§ Instrucciones
Convierte en una lista numerada las líneas de los registros de abajo, empezando por la línea que contiene "Might I ask you to indicate the grass" y siguiendo hasta el final de los registros, con ambos extremos incluidos. Omite las líneas en blanco.
══ Listado
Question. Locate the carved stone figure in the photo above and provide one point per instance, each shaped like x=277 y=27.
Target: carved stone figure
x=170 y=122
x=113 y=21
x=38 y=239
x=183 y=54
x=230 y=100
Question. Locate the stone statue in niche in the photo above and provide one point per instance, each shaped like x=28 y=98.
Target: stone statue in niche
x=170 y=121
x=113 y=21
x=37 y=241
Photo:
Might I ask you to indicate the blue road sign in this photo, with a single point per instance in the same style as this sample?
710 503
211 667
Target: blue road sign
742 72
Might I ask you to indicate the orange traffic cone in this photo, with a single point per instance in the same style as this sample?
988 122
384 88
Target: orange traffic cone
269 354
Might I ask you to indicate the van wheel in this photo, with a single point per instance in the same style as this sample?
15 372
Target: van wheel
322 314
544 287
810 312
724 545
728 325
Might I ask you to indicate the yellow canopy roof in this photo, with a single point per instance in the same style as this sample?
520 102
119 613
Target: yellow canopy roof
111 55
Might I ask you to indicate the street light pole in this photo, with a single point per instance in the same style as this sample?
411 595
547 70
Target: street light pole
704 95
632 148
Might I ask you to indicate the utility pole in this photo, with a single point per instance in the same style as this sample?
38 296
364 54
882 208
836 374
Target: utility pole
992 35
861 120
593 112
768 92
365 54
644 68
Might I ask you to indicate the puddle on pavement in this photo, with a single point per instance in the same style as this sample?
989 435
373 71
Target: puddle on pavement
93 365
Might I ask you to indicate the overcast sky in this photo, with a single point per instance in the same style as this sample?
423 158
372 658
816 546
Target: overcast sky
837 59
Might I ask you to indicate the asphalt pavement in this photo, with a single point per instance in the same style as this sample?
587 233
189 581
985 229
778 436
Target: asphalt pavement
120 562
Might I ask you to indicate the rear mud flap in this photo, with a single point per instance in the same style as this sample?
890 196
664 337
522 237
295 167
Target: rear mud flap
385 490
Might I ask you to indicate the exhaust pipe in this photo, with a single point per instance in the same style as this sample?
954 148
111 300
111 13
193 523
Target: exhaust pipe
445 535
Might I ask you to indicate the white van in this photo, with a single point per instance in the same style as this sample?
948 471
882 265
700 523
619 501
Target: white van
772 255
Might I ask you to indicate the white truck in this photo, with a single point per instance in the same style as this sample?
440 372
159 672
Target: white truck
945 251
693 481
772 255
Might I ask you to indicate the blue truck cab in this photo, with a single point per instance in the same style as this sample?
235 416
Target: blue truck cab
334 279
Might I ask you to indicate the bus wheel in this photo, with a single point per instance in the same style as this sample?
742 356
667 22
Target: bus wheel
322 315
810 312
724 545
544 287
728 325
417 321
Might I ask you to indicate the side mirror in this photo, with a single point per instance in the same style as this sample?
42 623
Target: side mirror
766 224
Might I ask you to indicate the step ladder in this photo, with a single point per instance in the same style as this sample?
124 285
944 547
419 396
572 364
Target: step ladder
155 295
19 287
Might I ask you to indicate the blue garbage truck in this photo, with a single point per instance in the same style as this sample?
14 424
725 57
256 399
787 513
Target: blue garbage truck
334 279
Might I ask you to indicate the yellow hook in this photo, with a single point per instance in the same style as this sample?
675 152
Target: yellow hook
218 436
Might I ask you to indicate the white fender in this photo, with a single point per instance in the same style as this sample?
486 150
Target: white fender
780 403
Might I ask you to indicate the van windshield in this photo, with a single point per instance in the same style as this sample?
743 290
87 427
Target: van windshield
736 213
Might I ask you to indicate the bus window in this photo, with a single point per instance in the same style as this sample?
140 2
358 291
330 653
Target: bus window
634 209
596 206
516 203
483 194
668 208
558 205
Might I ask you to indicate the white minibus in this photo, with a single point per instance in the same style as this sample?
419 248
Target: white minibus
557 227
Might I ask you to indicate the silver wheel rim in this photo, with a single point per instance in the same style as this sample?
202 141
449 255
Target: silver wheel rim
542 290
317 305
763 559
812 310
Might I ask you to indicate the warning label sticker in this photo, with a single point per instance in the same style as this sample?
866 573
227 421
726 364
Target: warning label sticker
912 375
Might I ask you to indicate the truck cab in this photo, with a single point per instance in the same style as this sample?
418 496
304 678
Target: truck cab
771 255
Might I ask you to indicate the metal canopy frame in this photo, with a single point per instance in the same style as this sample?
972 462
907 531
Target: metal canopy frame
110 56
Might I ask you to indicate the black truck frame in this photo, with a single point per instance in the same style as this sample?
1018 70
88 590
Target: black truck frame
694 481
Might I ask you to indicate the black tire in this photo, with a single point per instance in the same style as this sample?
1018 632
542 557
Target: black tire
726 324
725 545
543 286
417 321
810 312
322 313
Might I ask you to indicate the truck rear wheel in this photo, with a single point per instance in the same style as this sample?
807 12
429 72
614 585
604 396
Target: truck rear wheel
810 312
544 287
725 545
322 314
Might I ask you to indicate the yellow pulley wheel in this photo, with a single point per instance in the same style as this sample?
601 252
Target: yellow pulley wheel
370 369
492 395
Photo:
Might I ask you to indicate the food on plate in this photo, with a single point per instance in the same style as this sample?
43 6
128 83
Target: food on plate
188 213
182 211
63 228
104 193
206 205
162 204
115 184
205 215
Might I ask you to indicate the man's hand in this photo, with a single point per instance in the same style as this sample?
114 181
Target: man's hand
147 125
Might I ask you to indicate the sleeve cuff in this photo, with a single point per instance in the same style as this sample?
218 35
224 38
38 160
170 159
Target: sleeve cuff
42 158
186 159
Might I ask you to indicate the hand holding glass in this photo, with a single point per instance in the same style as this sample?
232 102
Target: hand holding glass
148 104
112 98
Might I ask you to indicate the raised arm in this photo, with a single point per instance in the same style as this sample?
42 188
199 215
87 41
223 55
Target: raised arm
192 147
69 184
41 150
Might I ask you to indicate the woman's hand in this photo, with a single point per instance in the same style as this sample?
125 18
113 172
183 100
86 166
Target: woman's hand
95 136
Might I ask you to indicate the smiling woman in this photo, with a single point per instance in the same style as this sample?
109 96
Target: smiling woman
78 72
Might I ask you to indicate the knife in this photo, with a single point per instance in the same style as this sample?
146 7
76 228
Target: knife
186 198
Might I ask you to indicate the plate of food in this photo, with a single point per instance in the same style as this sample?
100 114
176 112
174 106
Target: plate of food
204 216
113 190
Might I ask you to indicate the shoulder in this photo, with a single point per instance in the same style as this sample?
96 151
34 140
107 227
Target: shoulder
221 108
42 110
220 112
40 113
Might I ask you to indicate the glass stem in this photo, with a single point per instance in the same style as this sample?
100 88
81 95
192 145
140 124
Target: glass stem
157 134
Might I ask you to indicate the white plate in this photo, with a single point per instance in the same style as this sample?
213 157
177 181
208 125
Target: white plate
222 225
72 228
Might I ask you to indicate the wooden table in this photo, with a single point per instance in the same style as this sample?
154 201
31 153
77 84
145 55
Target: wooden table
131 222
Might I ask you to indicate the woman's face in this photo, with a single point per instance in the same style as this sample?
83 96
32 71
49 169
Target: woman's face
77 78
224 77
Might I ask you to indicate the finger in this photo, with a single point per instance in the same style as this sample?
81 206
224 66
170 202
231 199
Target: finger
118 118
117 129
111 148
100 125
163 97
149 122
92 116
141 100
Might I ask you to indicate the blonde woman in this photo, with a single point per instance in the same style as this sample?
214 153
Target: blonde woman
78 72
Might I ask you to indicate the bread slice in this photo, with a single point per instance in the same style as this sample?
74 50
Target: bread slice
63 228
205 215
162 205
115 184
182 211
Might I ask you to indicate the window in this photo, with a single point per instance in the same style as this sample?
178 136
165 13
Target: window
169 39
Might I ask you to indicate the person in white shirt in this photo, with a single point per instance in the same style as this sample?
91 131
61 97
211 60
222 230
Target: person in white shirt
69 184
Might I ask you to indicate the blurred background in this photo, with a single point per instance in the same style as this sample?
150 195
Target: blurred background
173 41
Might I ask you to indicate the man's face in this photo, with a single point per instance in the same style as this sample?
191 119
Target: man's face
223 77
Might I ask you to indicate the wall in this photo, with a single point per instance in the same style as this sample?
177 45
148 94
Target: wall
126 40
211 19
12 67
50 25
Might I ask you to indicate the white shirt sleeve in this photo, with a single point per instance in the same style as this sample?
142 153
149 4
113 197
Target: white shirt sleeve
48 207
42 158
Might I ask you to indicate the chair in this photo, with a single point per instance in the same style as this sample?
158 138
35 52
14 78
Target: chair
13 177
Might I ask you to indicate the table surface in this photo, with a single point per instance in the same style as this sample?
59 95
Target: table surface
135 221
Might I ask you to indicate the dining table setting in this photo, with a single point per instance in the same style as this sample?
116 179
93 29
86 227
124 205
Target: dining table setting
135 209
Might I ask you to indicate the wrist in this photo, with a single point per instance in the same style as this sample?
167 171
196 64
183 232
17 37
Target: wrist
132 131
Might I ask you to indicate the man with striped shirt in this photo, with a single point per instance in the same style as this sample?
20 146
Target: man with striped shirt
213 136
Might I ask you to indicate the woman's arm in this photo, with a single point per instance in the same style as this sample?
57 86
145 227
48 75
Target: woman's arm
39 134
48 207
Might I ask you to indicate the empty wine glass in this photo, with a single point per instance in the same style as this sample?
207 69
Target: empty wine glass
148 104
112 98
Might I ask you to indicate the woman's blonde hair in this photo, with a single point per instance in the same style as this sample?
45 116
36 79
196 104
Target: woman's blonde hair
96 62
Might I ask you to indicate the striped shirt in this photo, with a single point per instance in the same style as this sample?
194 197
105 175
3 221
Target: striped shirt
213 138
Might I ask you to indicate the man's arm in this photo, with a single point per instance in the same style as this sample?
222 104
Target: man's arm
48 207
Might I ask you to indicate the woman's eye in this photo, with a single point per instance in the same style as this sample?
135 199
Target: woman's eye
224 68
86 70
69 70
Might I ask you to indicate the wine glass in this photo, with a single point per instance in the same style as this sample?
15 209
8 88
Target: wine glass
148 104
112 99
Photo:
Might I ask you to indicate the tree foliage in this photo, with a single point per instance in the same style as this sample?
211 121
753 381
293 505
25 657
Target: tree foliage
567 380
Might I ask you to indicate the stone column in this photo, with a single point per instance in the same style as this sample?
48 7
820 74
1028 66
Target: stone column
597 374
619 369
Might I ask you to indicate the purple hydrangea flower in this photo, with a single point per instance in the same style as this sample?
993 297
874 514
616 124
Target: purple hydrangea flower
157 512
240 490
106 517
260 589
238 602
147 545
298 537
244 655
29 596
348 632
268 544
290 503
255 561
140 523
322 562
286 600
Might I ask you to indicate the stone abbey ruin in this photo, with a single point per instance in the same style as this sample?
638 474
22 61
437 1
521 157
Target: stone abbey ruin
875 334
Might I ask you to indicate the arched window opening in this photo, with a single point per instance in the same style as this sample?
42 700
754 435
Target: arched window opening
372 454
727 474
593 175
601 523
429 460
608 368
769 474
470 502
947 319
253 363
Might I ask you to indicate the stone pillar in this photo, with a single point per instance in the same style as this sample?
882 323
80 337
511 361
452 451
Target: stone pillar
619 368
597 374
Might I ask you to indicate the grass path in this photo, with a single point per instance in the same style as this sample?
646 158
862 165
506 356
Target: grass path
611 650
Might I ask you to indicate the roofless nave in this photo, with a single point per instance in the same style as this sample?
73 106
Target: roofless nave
════
§ Resultado esperado
1. Might I ask you to indicate the grass path in this photo, with a single point per instance in the same style as this sample?
2. 646 158
3. 862 165
4. 506 356
5. Target: grass path
6. 611 650
7. Might I ask you to indicate the roofless nave in this photo, with a single point per instance in the same style as this sample?
8. 73 106
9. Target: roofless nave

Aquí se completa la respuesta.